I honestly can't remember very well what it felt like before "the real thing" in my two previous labors - I must have had braxton hicks (my dds are 12 and 7 so it's been a while)

I do know that when I had my first I woke up one morning with menstrual-like cramps that continued throughout the day. I thought it would/could go on for a long time like that and didn't expect to be in labor that night. The contrax got stronger for sure but never really got "regular" time-wise and so I was confused and in denial that it was labor for a long time. My dd was born by 8 am the next morning - about 24 hours total from those first mild contrax.

With number two I had PROM, a slight leak. Had some contractions that stopped and then nothing at all for several days, so we "induced" with castor oil. Labor began with mild contractions for a few hours - I could still walk around and clean house, the castor oil made me have to stay close to the bathroom - then after a while strong contrax came on that literally dropped me to the floor. My second dd was born about 2 hours later.

This time I've been getting mild braxton-hicks that feel like a tightening of the uterus, and occasionally more uncomfortable period crampy-contractions. But they are really random and not so uncomfortable I have to stop what I'm doing... when and if they get more regular and stronger I will let my midwife know.

Don't know if that helps at all.


----------



## starling&diesel (Nov 24, 2007)

Thanks for the feedback ... sure sounds different for everyone.
I asked because starting today, I've had low, crampy, intense pains like a band across my belly, with hardening. Very different from the BH ... but then I've also had diarrhea for two days now, so I was wondering if it was related to that. But then this afternoon, the crampy waves came on and off, say about six times an hour for a couple of hours, then slowed to pretty much nothing.

++++++++++

### WHAT YOU HAVE TO DO
Reproduce the forum thread passage starting at "## starling&diesel (Nov" and ending at "pretty much nothing.", replacing "BH" with "Braxton Hicks".

(Entries contained in a dataset)
++++++++++

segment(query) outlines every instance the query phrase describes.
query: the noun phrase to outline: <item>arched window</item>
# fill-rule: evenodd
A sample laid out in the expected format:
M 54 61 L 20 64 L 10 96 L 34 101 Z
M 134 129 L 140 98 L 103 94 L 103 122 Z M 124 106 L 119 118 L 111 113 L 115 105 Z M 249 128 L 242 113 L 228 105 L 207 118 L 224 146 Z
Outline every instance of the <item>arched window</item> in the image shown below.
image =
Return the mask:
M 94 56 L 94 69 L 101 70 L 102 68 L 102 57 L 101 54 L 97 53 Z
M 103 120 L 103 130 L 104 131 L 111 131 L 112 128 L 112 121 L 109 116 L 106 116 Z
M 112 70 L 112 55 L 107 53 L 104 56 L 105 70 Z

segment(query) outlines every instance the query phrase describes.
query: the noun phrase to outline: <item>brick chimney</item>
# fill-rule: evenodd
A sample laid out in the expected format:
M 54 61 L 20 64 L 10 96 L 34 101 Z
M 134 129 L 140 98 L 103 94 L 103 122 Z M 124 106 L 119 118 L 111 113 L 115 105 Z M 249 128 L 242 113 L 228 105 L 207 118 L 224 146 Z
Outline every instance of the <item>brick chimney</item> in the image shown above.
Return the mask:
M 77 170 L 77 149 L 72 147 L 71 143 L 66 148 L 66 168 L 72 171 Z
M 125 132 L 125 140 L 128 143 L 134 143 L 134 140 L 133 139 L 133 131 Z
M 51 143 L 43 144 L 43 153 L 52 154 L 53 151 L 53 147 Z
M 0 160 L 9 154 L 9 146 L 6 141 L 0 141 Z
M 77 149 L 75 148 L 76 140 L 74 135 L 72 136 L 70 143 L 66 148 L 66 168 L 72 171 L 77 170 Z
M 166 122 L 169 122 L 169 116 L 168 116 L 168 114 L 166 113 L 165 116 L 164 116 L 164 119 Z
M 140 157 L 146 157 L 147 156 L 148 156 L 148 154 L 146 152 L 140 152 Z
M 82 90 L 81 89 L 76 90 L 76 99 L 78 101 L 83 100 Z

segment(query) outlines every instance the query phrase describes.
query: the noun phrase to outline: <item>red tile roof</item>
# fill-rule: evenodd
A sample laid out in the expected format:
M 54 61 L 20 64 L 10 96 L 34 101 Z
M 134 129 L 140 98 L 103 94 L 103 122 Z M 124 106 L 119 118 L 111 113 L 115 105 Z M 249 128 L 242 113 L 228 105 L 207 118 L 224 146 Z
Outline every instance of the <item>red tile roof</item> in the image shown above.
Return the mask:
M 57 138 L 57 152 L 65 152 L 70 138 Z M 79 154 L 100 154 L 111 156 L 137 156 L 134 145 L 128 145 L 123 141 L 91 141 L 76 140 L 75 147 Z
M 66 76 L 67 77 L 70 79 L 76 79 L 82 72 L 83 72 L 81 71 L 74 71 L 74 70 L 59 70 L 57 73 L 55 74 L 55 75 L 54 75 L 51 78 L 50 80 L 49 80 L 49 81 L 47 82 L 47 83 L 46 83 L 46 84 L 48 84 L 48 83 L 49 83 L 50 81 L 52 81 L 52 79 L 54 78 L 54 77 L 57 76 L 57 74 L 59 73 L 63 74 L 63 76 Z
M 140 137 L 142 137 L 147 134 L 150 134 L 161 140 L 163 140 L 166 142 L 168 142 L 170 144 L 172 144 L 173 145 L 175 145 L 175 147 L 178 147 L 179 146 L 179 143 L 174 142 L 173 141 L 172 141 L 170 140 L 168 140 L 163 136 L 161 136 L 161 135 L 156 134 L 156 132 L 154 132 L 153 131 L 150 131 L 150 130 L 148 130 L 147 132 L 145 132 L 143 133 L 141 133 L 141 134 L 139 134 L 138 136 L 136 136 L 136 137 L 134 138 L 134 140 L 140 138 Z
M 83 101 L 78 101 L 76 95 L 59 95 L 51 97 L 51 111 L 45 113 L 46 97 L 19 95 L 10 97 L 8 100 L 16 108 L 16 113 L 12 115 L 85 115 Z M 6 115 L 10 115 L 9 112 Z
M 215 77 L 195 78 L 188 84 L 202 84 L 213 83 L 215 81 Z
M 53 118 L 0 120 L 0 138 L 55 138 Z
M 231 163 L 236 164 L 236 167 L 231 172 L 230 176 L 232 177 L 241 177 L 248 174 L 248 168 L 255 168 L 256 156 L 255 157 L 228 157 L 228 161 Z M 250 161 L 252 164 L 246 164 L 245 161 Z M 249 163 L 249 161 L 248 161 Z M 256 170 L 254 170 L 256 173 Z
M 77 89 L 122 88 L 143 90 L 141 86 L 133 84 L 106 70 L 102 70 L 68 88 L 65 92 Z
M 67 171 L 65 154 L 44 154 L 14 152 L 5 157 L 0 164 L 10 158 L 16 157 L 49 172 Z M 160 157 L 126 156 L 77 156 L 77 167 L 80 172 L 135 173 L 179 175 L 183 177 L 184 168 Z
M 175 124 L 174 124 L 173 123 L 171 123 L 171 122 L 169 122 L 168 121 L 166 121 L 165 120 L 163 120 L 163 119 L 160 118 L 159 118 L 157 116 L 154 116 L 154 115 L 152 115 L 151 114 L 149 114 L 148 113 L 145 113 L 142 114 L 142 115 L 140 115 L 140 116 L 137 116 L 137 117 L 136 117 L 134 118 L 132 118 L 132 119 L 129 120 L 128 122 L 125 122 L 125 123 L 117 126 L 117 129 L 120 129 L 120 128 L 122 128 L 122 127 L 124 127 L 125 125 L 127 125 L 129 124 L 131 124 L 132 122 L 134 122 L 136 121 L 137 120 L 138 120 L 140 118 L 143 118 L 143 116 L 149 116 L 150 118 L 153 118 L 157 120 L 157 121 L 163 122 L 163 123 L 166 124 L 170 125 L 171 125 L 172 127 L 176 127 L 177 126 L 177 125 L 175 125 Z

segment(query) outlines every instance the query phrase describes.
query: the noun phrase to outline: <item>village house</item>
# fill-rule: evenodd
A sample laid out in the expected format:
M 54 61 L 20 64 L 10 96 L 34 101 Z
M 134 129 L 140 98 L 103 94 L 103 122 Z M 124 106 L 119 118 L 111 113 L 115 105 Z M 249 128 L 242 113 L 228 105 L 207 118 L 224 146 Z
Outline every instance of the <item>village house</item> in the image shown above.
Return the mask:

++++++++++

### ANSWER BOX
## starling&diesel (Nov 24, 2007)

Thanks for the feedback ... sure sounds different for everyone.
I asked because starting today, I've had low, crampy, intense pains like a band across my belly, with hardening. Very different from the Braxton Hicks ... but then I've also had diarrhea for two days now, so I was wondering if it was related to that. But then this afternoon, the crampy waves came on and off, say about six times an hour for a couple of hours, then slowed to pretty much nothing.